(Beginning of Excerpted text)

From a therapist's viewpoint--Widowhood: Tasks of Coping, Resiliency, Rebuilding
For clients who have lost a spouse, a child, a beloved family member, or a close friend, I recommend this book as a starting point in investigating the disbelief and numbness that accompanies a sudden death. However, I also recognize that this is not an easy book to read because it exposes raw emotions and forces the reader to consider his/her own views about death and dying as well as grief and grieving.
Joan Didion is an award-winning writer. However, Didion did not become a well-known name outside of Manhattan publishing circles until 2005 when her 13th novel, The Year of Magical Thinking, was published. It subsequently won the National Book award for nonfiction. With the publication of this work, Didion found a new following of readers, namely, widows and widowers who had lost a spouse or partner unexpectedly. Her public pain, lack of focus, and search for direction at the sudden loss of her husband of 40 years, John Gregory Dunne, was complicated by the serious illness of their only daughter, 39-year-old Quintana Roo, who died just a few months before the publication of her mother's ground-breaking novel.
Didion had just turned 69 years old on December 5, 2003. On December 30th, John Gregory Dunne, her husband and co-writer, died instantly from a heart attack. They had just returned to their apartment after visiting their gravely-ill daughter, Quintana, at Beth Israel North (hospital) in New York City where she had fallen into a coma after being diagnosed on December 25th with pneumonia and septic shock. Ms. Didion's rendition of what happened in the apartment is sparse, terse, impassive, and detached depicting what most literature describe as "the moment of stunned disbelief that the impossible has become real" ( p. 113).

(End of Excerpted text)

Tasks and exercises
**A.** In the therapist's review of The Year of Magical Thinking, which hospital was Quintana in when Didion and her husband visited her?
**B.** Continue the therapist's review of The Year of Magical Thinking from its last sentence.

(Beginning of Extracted data)

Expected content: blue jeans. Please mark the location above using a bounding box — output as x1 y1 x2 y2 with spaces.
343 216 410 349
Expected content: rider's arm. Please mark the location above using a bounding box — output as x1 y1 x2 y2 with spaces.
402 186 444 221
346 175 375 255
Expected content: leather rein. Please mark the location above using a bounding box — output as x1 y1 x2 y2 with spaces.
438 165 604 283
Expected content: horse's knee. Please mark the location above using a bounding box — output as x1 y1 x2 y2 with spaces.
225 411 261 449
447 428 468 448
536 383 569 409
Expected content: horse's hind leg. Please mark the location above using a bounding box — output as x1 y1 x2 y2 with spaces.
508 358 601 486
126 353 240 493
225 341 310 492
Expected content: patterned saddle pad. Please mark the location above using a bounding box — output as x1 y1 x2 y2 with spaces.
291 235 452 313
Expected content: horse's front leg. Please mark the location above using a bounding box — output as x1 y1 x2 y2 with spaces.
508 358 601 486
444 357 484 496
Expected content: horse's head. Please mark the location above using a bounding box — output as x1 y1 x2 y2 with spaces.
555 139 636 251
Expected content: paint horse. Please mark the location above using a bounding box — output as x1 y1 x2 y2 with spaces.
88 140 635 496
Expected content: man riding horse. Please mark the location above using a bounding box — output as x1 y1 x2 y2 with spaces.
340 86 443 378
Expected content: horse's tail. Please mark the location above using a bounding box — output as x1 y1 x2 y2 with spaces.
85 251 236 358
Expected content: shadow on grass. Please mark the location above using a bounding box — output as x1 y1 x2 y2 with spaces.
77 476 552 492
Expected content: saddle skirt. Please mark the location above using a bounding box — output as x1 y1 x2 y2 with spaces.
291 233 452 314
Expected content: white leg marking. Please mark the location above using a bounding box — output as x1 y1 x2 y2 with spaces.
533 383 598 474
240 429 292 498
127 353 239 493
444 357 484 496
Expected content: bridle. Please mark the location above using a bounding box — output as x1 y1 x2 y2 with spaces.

(End of Extracted data)

Answers to this exercise
**A.** Beth Israel North in New York City.

**B.**
Losing a spouse after 40 years of marriage is beyond traumatic. The fact that Joan Didion and John Gregory Dunne were collaborators on numerous screenplays and articles as well as collaborators in a longstanding marriage marks the loss as inconceivable, as if one person was not only an extension, but the embodiment of the other. In an interview, Didion confessed that she had difficulty in finishing this book because it was the first writing she had done which John had not read.
The popularity of Didion's memoir revolves around her candidness about the process of grieving the loss of a loved one and the process of rebuilding some semblance of life after that loss. Her loss is made more salient due to its suddenness and the concurrent stress of her daughter's illness. Moreover, Didion was the person to tell her daughter about her father's sudden death, only to subsequently witness her daughter's death as Quintana was rushed to the hospital with a brain hematoma while returning from her father's funeral. Because the book was in publication at the time of her daughter's death, Didion does not broach the subject of her daughter's death in this book. Rather, she focuses on her own grieving and mourning processes or lack thereof and outlines one of the most difficult developmental tasks of aging: rebuilding a meaningful life after the loss of a spouse.